## [EXERCISE OBJECTIVE]
The records below are to be duplicated character for character.

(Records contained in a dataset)
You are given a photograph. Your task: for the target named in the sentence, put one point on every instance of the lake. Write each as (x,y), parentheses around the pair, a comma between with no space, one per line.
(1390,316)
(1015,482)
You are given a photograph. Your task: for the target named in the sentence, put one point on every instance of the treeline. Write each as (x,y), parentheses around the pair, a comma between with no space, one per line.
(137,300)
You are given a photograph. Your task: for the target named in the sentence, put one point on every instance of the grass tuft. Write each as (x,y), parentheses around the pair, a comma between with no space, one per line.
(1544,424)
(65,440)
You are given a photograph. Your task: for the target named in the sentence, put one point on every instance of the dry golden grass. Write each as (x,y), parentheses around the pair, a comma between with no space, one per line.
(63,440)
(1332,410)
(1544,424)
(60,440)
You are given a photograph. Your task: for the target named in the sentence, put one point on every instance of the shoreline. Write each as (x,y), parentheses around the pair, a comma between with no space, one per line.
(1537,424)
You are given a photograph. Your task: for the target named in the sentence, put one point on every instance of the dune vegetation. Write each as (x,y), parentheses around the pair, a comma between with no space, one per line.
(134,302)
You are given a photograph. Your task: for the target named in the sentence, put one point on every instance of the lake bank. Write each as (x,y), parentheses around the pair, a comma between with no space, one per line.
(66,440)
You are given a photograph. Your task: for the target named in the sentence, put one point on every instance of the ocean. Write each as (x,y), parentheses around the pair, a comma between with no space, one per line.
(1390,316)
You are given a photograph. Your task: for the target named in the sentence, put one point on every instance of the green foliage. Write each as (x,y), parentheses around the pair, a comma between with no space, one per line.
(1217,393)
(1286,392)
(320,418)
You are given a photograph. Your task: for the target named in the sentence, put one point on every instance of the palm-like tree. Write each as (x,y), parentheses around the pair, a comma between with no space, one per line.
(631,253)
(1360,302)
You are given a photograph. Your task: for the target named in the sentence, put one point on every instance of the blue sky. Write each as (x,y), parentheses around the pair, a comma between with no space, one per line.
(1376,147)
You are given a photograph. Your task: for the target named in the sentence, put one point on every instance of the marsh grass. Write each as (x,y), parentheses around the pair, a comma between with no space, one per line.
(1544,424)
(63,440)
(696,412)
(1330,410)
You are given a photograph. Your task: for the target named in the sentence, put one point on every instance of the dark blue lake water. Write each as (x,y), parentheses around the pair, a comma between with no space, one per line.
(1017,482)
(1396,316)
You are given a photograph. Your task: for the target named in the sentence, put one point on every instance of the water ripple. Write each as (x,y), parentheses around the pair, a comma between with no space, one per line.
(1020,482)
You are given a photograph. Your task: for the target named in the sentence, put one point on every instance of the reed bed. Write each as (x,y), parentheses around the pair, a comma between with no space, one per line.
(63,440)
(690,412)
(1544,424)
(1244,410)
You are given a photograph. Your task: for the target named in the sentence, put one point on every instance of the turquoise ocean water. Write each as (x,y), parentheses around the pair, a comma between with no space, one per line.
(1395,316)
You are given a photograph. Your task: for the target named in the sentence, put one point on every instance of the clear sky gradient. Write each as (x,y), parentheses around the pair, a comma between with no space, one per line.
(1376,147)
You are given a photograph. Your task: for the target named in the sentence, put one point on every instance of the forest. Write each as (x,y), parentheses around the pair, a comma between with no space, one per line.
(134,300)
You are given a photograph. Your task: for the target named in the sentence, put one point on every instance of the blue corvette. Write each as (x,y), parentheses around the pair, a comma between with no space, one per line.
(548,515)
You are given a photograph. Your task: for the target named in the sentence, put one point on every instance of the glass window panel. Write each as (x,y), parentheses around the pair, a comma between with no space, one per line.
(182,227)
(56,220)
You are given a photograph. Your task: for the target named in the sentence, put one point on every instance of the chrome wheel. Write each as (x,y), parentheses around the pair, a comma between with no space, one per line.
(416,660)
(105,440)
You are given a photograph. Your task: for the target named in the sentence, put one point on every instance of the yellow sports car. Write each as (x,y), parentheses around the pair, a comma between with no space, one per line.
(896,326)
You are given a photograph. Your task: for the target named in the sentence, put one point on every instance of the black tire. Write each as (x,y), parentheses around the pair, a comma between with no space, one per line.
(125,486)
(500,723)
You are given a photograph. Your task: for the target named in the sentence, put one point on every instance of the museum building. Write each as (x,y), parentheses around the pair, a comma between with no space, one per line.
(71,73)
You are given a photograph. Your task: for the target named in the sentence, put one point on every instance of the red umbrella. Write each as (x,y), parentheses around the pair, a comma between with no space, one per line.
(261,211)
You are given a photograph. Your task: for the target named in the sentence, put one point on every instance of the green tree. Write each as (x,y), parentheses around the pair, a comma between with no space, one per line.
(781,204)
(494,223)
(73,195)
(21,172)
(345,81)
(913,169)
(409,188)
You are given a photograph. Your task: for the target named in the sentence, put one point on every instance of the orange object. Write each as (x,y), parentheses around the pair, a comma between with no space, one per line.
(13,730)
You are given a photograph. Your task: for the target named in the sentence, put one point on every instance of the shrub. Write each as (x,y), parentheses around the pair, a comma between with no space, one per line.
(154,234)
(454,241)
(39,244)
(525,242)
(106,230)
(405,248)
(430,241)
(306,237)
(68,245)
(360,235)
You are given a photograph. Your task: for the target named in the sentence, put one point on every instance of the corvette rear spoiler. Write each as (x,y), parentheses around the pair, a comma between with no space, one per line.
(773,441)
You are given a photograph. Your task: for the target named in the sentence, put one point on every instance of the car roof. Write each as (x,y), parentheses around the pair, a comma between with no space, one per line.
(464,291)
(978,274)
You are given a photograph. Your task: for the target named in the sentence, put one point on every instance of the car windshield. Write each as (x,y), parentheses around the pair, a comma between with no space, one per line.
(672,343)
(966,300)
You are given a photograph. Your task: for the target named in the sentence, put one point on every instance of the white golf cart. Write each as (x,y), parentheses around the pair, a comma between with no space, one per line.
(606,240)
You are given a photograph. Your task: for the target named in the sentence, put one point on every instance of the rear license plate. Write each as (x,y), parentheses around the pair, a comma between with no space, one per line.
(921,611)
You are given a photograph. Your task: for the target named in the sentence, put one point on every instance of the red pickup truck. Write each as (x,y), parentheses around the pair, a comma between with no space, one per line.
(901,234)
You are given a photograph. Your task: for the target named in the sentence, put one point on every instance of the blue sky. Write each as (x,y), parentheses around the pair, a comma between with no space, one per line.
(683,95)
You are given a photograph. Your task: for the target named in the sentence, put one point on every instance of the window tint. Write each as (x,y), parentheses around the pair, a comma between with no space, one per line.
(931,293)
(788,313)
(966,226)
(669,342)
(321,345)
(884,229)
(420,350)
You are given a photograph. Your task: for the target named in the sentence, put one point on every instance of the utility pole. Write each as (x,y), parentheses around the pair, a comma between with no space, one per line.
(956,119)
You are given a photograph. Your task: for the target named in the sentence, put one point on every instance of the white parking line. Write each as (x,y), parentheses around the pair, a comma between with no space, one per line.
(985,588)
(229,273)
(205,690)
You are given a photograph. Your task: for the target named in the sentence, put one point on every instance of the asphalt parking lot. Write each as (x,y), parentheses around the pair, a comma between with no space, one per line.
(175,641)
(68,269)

## [EXERCISE RESPONSE]
You are given a photograph. Your task: for the target named in the sentence, put one point on every instance of the lake. Write each as (x,y), parentheses around the pair, a comma between with no space, one per line.
(1390,316)
(1015,482)
You are given a photograph. Your task: for the target named in the sentence, put one point on every instance of the treeline. Write each as (x,y), parentheses around the pair, a comma between with no space, one per line.
(137,300)
You are given a photograph. Your task: for the target named in the sentence, put one point on every instance of the grass tuft. Write each as (x,y), parentheses around the pair, a comma between with no space, one per line.
(1544,424)
(65,440)
You are given a photograph. Your task: for the target named in the sentence, put one point on every instance of the dry golden grass. Write each as (x,y), parentheses around the pair, a comma between with no space, one per line.
(63,440)
(1332,410)
(1544,424)
(60,440)
You are given a photograph. Your task: for the target named in the sentence, put one point on every instance of the shoreline. Write each as (x,y), parentheses around the pair, a comma between with no space, one per line.
(1537,424)
You are given a photograph. Your task: for the target named in the sentence, put one point on every instance of the dune vegetation. Write each as (x,y), parentheses around the pair, a comma between with no space, one per line.
(134,302)
You are given a photograph. Your task: for the target named in the sentence, put one point on every instance of the lake bank. Write each as (x,y), parentheses around the pair, a comma between with no space, one per line.
(66,440)
You are given a photograph. Your task: for the target named in the sentence, put one point on every instance of the ocean. Write each as (x,y), parentheses around the pair, a comma between with no space, one per line.
(1390,316)
You are given a photograph. Your task: for the target named in the sentence, put one point on every instance of the green foliage. Write each as (x,y), parentheses around the pair, a comma between with no space, one per line.
(1217,393)
(1286,392)
(320,418)
You are given a photograph. Your task: for the target named in the sentence, put one point on every instance of the palm-like tree. Write each as (x,y), parentheses around the pair, a comma between with no space, one per line.
(631,253)
(1360,302)
You are given a photograph. Your task: for the target named in the sentence, put one point on every instance of the blue sky. Write each as (x,y), parentheses around the pair, a comma between with no space, one per line.
(1376,147)
You are given a photograph. Your task: for the target named in the sentence, put one point on every instance of the marsh grass. Write each as (x,y), parentheses around the pair, a comma between with no space, one per line.
(1544,424)
(63,440)
(696,412)
(1330,410)
You are given a photograph. Your task: for the target named in the sentence, put one point on every instance of the dark blue lake water. Write each as (x,y), parentheses around the pair, a comma between with no space, one per line.
(1017,482)
(1396,316)
You are given a photograph. Your task: for the target named in the sentence, put one point on every instance of the water ripple. Write each as (x,y), parentheses around the pair, a comma between with no space, one per line.
(1020,482)
You are given a photograph. Your task: for the target named in the sentence, put one point on every instance of the reed bed. Write each as (x,y), parentheses around the pair, a comma between with no space, one per line.
(63,440)
(690,412)
(1544,424)
(1244,410)
You are given a photograph. Your task: for the target named in the sentence, put one point on every instance of the turquoise ocean water. Write each as (x,y), parentheses around the pair, a comma between with no space, one per line.
(1395,316)
You are given a photograph. Your task: for the target named in the sentence, put one point on every instance of the clear sky gradient. Write each as (x,y), parentheses around the pair, a comma between with no space, one per line.
(1376,147)
You are given a photograph. Your task: for the target named in the sentence, put one point on every instance of the forest. Write each as (x,y), parentheses around the pair, a comma between with no space, one per line.
(134,300)
You are given a photograph. Your task: for the target named in the sentence, put one point on every instance of the blue corvette. Write each as (x,y), parentheses around the pair, a comma between with no space, one per line.
(548,515)
You are given a photograph. Your task: for the target named in the sentence, put one point on every instance of the glass window panel. Write each as (x,y), parentheses around the pair, a comma between with no space, one per line.
(182,227)
(56,220)
You are given a photograph. Your task: for the target named in the sentence, put one point on every instance of the chrome wheel. Write each as (x,y), parentheses around the pair, a comma between with no space, one per line.
(416,660)
(105,440)
You are given a photograph. Your task: for the target named in the sentence, put one point on every instance of the yellow sports car. Write each as (x,y), parentheses around the pair, a comma between with no space, one per line.
(896,326)
You are given a photograph. Your task: for the target named in the sentence, put one point on every instance of the black tire. Write each as (x,y), parentheses around the pair, a comma between with no space, one per line.
(125,486)
(500,723)
You are given a photograph. Your task: for the target named in the sentence, put one point on every instance of the museum building. Write each as (x,y), parentheses around the pair, a comma between with no space, one per line.
(71,73)
You are given a photograph. Your task: for the target named in the sentence, put one point on every instance of the red umbrella. Write each as (x,y), parentheses around the pair, a comma between with no space, one per line.
(261,211)
You are given a photograph. Your task: for the target named in the sentence, put one point on every instance of the green tree. Write each as (x,y), parentheses around the pair, a comma between with no space, one per line.
(781,204)
(494,223)
(73,195)
(21,172)
(345,81)
(913,169)
(409,188)
You are given a photograph. Your task: for the target named in the sentence, put one point on every instance of the orange object. Write each as (x,y), parentheses around the pair, a comma between with no space, one per line.
(13,730)
You are given a photograph. Your task: for the target named in the sentence, put one point on every instance of the shrub. Write each as (x,y), parentheses around the pair, a comma between with no space, one per line.
(154,234)
(454,241)
(39,244)
(525,242)
(106,230)
(405,248)
(430,241)
(306,237)
(68,245)
(360,235)
You are given a photograph. Your task: for the target named in the sentence, put one point on every instance of the corvette rear spoiler. Write each as (x,y), parentheses around the pair, a comma between with no space, one per line.
(773,441)
You are given a photograph. Your task: for the target named in the sentence, put one point on every instance of the car roof. Write each as (x,y), parentheses around the pair, a comma between with no space, one per line.
(464,291)
(978,274)
You are given a photograph. Your task: for the target named in the sentence, put one point on every instance of the car windshield. Write each as (x,y), parentheses around the pair, a comma between with no space, one per line.
(672,343)
(966,300)
You are given a photograph. Your task: for the target named in the sentence, put one point on every instance of the white golf cart. Write each as (x,y), parentheses around the pair, a comma between with no space, one per line.
(606,240)
You are given a photograph. Your task: for the target named in the sentence, put one point on every instance of the rear license plate. Write each as (x,y), parentheses around the pair, a comma between with no space, one per line.
(921,611)
You are given a photograph. Your task: for the target named in the sentence, put one point on every instance of the red pickup truck. Write each as (x,y), parentheses around the pair, a comma between with no space, one per line.
(901,234)
You are given a photograph. Your task: for the target named in the sentence, put one point on every instance of the blue sky. Write each as (x,y), parentheses around the pair, a comma between with no space, one per line.
(683,95)
You are given a photograph. Your task: for the target named in the sentence, put one point on every instance of the window tint. Write each as (x,y), parentheses around the pair, a comma between with no space, one per line.
(931,293)
(788,313)
(966,226)
(669,342)
(321,345)
(884,229)
(420,350)
You are given a photograph. Your task: for the target named in the sentence, put one point on every instance of the utility pole. Write each as (x,y), parentheses around the pair, a comma between with no space, one per line.
(956,119)
You are given a photograph. Your task: for the target named in the sentence, put one point on every instance of the white parking line. Write each as (x,y), parentheses around the pair, a comma between with no space, one per line.
(985,588)
(229,273)
(205,690)
You are given a photograph. Your task: for the target named in the sentence, put one point on every instance of the asphalt parking lot. Write each as (x,y), parentheses around the pair, a comma between with no space, one per line.
(175,641)
(68,269)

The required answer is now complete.